**Extrait**
------------------------------------------------------------

Animaux exotiques géants, forêt d’ombres magiques, dessins gigognes aux mystères enfouis à découvrir à la loupe magique : l’association Electroni[k] prend la clé des Champs Libres pour ce Premier Dimanche de février et vous ouvre la porte de nouveaux mondes poétiques, excitants et fantastiques. Vous pourrez également y transformer un café en dancefloor, y écouter des concerts au casque, inventer de la musique en dessinant sur des disques en papier et ce ne sont que quelques exemples de ce que la facétieuse équipe d’Electroni[k] vous a concocté pour ne pas vous ennuyer ce dimanche 1er février. Explications.
Testée et approuvée, la formule des Premiers Dimanches aux Champs Libres est reconduite en 2014-2015. Non seulement l’équipement culturel rennais vous ouvre ses portes le dimanche, mais non content de vous accueillir pour le planétarium, la bibliothèque ou les expos, il laisse ses clés à une association ou une structure du paysage culturel rennais pour animer les lieux le premier dimanche de chaque mois. Ce dimanche 1er février, c’est l’association Electroni[k] qui re[k]idnappe les lieux. La première fois, Monstres & Merveilles étaient conviés. Cette fois-ci, Electroni[k] nous invite à explorer Le monde des possibles. Et on leur fait particulièrement confiance pour nous ouvrir les sens et garder nos rêves en éveil.
L’association Electroni[k] :
L’association Electroni[k] propose différentes manifestations à Rennes, notamment pendant le temps fort Cultures Electroni[k], désormais devenu Maintenant autour des arts, de la musique et des technologies au travers de spectacles variés et souvent atypiques, mais toujours d’une réelle qualité artistique.
Chaque année, depuis 14 ans, Cultures Electroni[k] nous étonne avec des propositions souvent décalées : concerts subaquatiques, soirées clubbing débridées, concerts en pyjama, drive-in, concert de légumes, de haut-parleurs ou de machines à coudre, boums familiales ou concerts de musique contemporaine n’en sont que quelques exemples !
En plus des offres plus classiques, Electroni[k] s’attache ainsi à constamment expérimenter de nouvelles formes d’accueil et d’interaction avec le public : des lieux apparemment incongrus (une piscine, un dojo, une maison de retraite…), des formats étonnants (des concerts sous l’eau, des installations qui s’écoutent sur des lits suspendus, des performances qui se découvrent au cœur de dispositifs sonores englobants ou de visuels hallucinants, des concerts au casque…). Et surtout, une volonté de s’adresser à tous les publics.
Des expos et des installations interactives
On commence par les expos. La première nous avait laissés sans voix lors de sa présentation durant Maintenant en octobre dernier dans la salle des Pas Perdus du Parlement de Bretagne (tout comme 2000 autres Rennais) : imaginez deux doux fous furieux, Elsa Quintin et Antoine Martinet, décidant un jour de réaliser un double (au départ simple) polyptyque de 8 panneaux de 180cm x 50cm uniquement dessiné avec le stylo pilot : Le Projet Pilot.

------------------------------------------------------------

Données de segmentation par région:
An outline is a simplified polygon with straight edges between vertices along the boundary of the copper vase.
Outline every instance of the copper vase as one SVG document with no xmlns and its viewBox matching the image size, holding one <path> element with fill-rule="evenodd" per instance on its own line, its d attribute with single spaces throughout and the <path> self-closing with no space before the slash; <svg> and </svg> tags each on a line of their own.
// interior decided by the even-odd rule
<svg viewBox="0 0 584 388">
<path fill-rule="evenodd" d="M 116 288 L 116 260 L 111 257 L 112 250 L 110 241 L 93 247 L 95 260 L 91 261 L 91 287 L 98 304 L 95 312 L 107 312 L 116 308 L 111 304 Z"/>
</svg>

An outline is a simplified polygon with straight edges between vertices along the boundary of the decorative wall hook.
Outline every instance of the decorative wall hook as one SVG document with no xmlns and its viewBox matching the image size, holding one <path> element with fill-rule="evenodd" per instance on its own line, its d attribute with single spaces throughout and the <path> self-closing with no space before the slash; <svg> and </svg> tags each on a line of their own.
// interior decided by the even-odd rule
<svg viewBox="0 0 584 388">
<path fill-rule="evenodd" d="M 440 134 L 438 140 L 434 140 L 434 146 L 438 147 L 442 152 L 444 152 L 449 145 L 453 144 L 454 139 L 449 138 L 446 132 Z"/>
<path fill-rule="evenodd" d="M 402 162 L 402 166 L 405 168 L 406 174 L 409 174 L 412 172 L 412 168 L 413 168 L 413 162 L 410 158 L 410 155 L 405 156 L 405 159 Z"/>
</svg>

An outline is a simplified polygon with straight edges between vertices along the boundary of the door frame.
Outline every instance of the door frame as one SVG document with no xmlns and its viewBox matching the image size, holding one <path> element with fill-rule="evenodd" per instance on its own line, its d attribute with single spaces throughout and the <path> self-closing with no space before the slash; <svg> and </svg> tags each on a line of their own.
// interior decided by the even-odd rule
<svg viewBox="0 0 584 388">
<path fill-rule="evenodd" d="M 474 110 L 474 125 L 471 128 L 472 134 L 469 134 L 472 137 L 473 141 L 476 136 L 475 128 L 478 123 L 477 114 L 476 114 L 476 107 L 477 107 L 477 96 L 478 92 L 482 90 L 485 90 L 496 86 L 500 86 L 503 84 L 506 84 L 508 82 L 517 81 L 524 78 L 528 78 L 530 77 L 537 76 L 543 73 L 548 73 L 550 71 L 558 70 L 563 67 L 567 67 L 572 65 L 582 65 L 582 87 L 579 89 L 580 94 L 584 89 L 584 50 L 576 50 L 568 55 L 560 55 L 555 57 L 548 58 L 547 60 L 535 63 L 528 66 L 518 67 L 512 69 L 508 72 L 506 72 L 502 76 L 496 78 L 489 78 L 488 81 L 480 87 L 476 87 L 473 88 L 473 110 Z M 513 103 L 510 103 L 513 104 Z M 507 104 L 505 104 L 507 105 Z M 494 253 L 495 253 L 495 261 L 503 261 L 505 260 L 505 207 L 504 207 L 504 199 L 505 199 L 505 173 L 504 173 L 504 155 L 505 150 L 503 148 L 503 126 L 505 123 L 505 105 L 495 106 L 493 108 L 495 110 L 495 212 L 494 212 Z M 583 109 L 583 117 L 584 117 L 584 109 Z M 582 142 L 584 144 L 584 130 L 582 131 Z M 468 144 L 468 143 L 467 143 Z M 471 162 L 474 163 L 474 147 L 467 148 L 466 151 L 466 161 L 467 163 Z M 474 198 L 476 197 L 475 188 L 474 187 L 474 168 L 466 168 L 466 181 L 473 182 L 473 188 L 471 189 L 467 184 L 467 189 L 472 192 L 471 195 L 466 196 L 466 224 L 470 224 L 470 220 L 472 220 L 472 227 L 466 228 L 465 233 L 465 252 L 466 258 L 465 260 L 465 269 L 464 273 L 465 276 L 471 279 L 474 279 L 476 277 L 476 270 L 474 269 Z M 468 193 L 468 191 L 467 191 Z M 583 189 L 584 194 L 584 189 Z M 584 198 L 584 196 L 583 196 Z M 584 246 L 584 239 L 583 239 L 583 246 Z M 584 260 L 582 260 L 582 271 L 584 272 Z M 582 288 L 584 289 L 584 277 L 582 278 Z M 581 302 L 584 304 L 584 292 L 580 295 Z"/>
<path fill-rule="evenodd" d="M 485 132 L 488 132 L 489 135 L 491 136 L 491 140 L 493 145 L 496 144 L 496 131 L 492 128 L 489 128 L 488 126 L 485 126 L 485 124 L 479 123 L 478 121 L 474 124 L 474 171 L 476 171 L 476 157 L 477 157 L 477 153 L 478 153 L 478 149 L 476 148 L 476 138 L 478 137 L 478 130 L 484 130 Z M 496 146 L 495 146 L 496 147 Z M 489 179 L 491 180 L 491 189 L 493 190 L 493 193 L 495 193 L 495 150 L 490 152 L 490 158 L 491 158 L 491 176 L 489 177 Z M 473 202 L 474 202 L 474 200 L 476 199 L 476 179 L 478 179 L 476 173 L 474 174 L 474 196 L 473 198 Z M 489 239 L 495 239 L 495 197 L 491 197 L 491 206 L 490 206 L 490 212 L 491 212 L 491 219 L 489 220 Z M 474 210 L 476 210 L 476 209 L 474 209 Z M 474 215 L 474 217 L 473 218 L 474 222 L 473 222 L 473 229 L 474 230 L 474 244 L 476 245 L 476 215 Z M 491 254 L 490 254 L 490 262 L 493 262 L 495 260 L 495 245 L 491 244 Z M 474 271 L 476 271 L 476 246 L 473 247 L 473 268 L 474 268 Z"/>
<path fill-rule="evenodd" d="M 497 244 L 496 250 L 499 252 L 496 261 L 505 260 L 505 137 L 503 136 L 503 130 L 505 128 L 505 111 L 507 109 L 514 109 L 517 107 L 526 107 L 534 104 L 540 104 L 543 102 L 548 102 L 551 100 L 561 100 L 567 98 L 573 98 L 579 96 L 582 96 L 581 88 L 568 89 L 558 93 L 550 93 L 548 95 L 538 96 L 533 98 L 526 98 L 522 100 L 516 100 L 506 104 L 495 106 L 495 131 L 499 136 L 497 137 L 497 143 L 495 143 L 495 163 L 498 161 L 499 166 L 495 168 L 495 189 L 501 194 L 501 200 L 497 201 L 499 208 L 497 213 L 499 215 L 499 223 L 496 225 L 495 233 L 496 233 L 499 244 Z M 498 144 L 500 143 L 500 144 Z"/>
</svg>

------------------------------------------------------------

**Exercice A**
D'après l'extrait sur Electroni[k] aux Champs Libres, quel monde l'association invite-t-elle à explorer le dimanche 1er février ?
**Exercice B**
Écrivez la suite de l'extrait sur Electroni[k] aux Champs Libres, à partir de sa dernière phrase.

**Réponse A**
Le monde des possibles.

**Réponse B**
Inutile d’y chercher un hommage à la marque ou un partenariat financier, la marque n’a rien à voir là-dedans. Le titre est plutôt un emprunt pop de l’outil qu’ils utilisent, et s’ils l’ont choisi, c’est d’abord pour la couleur de son encre un peu particulière un peu violette, bordeaux, qui, utilisée sur une sorte de papier cartonné légèrement jaune, offre un effet esthétique intéressant et permet de sortir de la dualité noir et blanc qu’on retrouve assez fréquemment avec le dessin. On vous renvoie donc à la longue présentation qu’on avait réalisée ici. Mais un conseil, foncez voir ce délirant et stakhanoviste projet au Musée de Bretagne (Mur Bleu, Niveau 1) !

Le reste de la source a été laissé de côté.